• EXTRACTED TEXT
● ● ●

Kim goes to Kandi’s house to participate in her online radio show. Once she finally finds the correct door, she sits down and immediately Kandi wants to talk about Kim’s vajayjay and whether or not she has something called “beef curtains” (gag me now). Why on earth Kandi would want to talk about these things, or know if Kim has them or not is beyond my comprehension. After we all get a nice description of Kim’s lady parts, everyone accuses her of being an accomplice to cheating. Kandi is passive aggressively paying Kim back for keeping all that Tardy For The Party money she never got.
Fakedra wants to take pregnancy pictures but is too klassy to take a picture with her belly exposed, so she decides to deep throat a pickle instead. That’s how Southern Belle’s do it, didn’t you know?
WARNING: Please have a trash can, a glass of water, and some crackers prepared before continuing.
Sheree is still dating Dr. Ty-EewwwYukGross Mohamad. He is apparently homeless so he decided to cook her dinner at his friends
house apartment. Not only does this guy not own a home, he can’t even borrow one.
Sheree must be reeeeeally lonely to be putting up with this crap.
Kandi has an inappropriate scene with her young daughter. She made her sing (poorly) in front of the camera and talk about her relationship (or lack there of) with her father. This scene, in addition to the constant two faced-ness regarding the Kim situation is really changing my opinion of Kandi. That, and her hair… oh that hair!
Kim takes Arianna to buy furniture for her bedroom. All Arianna wants is a picture of a chicken wing on the wall and a baseball chair. If she’s not gay, she is going to make some man very happy one day.
Cynthia plans a Mother’s Day lunch. Kim bails and uses Brielle being sick as an excuse – again. My guess is that Big Poppa showed up with a nice piece of jewelry and a romantic date planned and she ditched the kids with her assistant to go out with him.

● ● ●

• EXTRACTED DATA
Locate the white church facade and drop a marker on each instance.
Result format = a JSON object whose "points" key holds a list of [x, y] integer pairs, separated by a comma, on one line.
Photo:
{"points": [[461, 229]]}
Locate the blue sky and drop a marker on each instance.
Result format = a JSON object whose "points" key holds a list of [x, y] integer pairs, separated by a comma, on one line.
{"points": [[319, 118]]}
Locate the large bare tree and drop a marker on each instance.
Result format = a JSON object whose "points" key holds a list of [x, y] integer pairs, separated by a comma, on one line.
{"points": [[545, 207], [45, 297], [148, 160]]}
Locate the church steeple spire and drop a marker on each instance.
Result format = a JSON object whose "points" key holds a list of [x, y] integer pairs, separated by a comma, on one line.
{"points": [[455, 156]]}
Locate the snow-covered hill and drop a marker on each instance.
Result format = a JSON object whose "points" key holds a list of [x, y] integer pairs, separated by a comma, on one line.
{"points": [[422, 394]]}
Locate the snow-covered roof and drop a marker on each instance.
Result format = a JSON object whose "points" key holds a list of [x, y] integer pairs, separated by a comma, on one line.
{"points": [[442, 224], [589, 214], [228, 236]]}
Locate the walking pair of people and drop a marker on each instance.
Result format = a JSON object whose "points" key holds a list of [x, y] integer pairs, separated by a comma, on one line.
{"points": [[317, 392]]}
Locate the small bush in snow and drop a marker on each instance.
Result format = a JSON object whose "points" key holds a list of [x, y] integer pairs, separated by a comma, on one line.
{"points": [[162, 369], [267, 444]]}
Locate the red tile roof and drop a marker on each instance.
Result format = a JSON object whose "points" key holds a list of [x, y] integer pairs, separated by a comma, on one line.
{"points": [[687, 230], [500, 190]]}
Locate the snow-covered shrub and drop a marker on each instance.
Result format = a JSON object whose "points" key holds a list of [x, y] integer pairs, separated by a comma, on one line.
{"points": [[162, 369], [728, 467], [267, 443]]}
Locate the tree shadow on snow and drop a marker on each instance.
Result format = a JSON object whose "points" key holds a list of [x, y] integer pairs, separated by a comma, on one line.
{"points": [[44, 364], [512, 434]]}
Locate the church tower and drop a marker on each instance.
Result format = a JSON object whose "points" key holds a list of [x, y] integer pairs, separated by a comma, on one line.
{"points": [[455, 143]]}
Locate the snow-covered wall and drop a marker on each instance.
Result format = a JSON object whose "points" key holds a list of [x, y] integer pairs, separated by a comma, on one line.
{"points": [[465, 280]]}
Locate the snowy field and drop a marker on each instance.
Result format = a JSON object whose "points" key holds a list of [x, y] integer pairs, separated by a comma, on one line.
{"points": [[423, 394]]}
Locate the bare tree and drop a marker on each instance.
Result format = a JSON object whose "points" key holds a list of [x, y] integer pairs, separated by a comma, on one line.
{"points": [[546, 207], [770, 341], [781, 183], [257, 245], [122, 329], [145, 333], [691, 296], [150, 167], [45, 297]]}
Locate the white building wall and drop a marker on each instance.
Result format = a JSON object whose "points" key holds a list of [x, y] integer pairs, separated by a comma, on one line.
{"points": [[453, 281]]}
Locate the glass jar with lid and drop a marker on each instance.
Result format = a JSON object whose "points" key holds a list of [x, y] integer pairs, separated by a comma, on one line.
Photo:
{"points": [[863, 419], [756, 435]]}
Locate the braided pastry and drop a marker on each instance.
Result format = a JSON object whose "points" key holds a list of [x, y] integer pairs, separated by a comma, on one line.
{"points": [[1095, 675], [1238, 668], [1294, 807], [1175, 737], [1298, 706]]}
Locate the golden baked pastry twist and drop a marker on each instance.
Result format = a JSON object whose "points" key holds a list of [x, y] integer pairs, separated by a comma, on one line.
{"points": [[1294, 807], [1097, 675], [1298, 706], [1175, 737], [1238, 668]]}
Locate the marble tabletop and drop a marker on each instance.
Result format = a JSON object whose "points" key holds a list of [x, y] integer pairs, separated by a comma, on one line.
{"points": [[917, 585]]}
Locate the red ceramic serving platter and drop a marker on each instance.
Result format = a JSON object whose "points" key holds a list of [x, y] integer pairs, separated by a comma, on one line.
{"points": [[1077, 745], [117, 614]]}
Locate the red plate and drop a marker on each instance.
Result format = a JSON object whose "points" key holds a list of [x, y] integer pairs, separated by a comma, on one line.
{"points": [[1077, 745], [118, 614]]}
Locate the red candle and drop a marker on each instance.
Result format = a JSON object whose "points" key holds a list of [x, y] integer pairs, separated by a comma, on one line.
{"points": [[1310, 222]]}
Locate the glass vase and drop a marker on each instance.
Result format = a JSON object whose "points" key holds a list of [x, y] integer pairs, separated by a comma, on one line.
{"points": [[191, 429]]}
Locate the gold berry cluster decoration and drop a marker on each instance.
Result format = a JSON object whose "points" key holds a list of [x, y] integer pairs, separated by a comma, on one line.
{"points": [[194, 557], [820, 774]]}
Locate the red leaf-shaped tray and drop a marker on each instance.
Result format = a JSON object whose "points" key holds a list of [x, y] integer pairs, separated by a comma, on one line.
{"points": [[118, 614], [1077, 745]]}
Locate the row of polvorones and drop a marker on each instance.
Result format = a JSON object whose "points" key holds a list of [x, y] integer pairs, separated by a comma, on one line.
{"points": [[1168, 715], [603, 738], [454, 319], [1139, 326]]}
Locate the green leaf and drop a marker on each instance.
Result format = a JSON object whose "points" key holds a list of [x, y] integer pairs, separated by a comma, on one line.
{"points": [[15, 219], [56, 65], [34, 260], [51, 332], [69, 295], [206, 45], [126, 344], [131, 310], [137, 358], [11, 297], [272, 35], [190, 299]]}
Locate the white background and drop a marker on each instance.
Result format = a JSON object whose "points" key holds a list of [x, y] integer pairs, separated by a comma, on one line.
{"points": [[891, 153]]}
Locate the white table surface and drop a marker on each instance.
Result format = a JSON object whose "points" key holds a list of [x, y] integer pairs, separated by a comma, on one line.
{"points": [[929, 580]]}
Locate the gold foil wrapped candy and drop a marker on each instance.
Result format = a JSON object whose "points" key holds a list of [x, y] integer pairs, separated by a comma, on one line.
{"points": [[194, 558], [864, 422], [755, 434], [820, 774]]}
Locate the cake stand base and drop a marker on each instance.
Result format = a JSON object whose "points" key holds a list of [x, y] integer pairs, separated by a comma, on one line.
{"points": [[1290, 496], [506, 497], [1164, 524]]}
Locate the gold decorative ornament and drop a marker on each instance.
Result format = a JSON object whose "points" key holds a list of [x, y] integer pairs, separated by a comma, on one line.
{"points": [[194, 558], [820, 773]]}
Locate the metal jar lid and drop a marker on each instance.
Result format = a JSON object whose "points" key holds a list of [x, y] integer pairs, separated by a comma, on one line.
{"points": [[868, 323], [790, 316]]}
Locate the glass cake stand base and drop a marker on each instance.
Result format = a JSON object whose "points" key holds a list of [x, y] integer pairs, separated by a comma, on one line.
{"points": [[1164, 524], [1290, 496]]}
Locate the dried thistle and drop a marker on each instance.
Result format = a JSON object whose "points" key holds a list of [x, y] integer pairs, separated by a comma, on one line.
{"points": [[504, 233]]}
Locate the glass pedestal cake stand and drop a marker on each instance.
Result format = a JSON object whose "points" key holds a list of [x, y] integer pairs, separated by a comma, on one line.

● ● ●

• EXERCISE INSTRUCTIONS
In the reality show recap, what kind of event does Cynthia plan?

• IN RESPONSE
A Mother's Day lunch.